Using the listing below, set down each line from the line containing "Target: background foliage" through the line containing "Target: green leaf", both ends included, exactly and with nothing added.

__Given records__
—————
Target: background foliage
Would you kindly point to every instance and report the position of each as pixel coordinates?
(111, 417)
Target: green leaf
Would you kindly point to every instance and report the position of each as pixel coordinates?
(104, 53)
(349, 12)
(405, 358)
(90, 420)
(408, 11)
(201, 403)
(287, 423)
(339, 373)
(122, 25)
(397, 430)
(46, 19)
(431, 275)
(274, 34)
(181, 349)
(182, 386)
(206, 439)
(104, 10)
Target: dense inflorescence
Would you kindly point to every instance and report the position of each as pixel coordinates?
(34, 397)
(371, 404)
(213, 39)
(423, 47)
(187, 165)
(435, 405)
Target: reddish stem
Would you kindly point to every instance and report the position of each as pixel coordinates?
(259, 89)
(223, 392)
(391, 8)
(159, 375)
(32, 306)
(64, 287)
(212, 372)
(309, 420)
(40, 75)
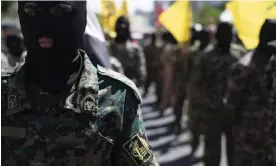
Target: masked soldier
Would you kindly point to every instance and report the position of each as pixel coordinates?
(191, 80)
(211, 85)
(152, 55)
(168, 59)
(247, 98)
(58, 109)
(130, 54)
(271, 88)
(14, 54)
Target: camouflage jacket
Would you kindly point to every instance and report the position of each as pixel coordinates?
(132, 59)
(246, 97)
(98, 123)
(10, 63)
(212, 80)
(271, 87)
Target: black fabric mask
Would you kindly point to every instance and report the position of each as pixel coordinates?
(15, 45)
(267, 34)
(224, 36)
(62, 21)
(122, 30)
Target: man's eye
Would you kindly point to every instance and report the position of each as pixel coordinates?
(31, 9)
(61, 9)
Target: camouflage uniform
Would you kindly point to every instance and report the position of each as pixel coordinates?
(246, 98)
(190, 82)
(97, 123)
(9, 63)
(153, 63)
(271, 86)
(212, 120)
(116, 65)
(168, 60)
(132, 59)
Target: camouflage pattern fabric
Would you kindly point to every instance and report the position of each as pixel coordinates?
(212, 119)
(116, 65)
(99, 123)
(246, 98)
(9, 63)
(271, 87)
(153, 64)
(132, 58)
—————
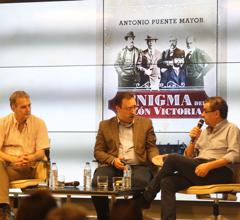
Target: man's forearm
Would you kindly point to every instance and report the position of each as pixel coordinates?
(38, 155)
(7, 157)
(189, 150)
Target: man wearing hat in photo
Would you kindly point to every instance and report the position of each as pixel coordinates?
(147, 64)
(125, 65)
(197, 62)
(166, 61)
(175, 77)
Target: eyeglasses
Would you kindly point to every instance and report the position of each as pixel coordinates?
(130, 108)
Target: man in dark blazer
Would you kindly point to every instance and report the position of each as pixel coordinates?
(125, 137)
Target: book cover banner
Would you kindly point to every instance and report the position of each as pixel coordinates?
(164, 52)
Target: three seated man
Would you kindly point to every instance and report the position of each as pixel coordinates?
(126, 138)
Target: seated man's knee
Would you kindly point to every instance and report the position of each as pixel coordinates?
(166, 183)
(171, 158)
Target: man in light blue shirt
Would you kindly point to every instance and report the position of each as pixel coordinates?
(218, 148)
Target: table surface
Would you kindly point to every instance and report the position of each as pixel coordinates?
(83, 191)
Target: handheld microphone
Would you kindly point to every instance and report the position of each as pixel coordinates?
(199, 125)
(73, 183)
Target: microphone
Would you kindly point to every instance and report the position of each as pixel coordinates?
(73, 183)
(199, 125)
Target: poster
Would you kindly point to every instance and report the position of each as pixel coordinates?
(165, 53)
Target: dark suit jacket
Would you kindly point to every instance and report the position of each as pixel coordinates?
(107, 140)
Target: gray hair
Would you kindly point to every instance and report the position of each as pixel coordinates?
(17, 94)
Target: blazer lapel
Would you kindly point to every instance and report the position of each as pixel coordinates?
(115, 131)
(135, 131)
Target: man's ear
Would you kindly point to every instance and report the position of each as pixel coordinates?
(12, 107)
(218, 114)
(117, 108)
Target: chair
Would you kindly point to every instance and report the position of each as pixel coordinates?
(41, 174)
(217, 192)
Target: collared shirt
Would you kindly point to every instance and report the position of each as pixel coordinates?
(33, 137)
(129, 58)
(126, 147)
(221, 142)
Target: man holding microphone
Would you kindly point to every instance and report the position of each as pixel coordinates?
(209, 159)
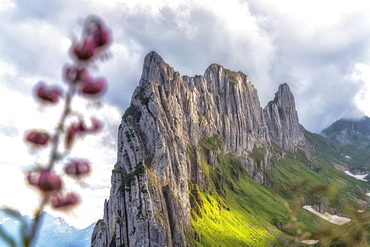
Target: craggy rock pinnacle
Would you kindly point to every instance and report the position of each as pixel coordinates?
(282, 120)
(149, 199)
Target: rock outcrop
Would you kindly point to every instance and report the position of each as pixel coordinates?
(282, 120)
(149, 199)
—————
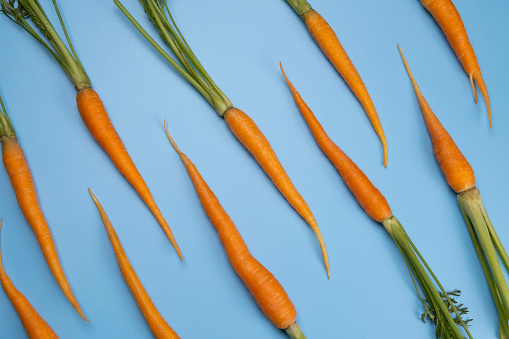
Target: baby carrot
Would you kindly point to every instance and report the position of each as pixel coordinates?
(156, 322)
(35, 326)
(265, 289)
—————
__Exercise answer__
Target: background foliage
Would you kindly point to every instance and report the position of each as pixel coordinates?
(111, 417)
Target: green leaf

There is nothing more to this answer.